WRITTEN REQUEST
Rewrite everything from the line containing "like x=316 y=45." down to the line containing "x=283 y=183" as a Markdown table with the columns No. and Line, omitting any blank lines. Include only those lines.

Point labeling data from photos
==*==
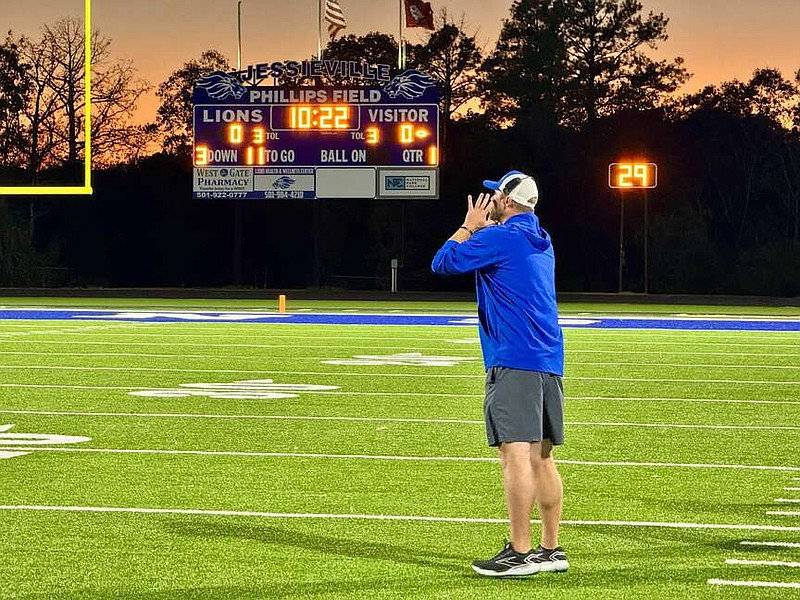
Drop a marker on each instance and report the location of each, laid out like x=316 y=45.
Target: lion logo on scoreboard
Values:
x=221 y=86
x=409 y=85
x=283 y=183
==*==
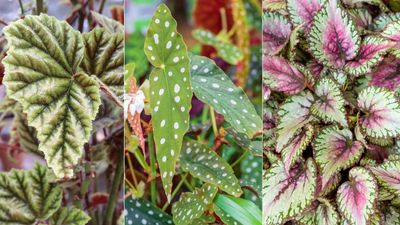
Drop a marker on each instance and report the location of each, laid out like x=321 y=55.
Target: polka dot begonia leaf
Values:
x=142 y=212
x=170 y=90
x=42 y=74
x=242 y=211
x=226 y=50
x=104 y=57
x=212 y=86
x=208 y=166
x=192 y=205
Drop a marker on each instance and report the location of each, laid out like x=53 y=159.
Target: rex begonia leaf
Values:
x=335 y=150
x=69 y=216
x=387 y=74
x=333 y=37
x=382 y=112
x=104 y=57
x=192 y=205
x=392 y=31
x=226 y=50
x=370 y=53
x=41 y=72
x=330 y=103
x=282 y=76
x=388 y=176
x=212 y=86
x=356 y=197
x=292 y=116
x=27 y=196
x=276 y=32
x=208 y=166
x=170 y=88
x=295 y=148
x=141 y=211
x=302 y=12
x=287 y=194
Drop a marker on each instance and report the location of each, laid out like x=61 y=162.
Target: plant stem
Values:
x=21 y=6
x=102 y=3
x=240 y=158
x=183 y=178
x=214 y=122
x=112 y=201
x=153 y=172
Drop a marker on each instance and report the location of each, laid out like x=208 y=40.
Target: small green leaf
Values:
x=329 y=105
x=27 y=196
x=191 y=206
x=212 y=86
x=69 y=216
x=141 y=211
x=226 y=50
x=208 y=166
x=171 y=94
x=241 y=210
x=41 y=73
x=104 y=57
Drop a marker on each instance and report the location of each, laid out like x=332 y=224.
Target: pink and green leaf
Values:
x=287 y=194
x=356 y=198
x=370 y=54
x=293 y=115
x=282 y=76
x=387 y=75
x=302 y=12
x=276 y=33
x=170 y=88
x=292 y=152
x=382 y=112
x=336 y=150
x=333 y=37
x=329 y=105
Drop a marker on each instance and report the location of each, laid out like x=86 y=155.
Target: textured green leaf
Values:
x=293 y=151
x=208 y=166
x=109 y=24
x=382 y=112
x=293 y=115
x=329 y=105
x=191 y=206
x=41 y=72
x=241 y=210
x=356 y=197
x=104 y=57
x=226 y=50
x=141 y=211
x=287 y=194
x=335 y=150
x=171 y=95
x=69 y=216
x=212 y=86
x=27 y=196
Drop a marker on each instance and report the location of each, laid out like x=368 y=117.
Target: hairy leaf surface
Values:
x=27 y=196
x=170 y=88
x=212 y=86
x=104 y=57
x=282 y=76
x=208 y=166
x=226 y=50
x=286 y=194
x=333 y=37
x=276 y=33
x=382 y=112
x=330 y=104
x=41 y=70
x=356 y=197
==*==
TASK OUTPUT
| No. | Line |
|---|---|
| 1 | Drop a marker on each instance and report the location of each, laid out like x=316 y=45. |
| 2 | Target: lion logo on scoreboard |
| 3 | Values: |
| 4 | x=221 y=86 |
| 5 | x=409 y=85 |
| 6 | x=283 y=183 |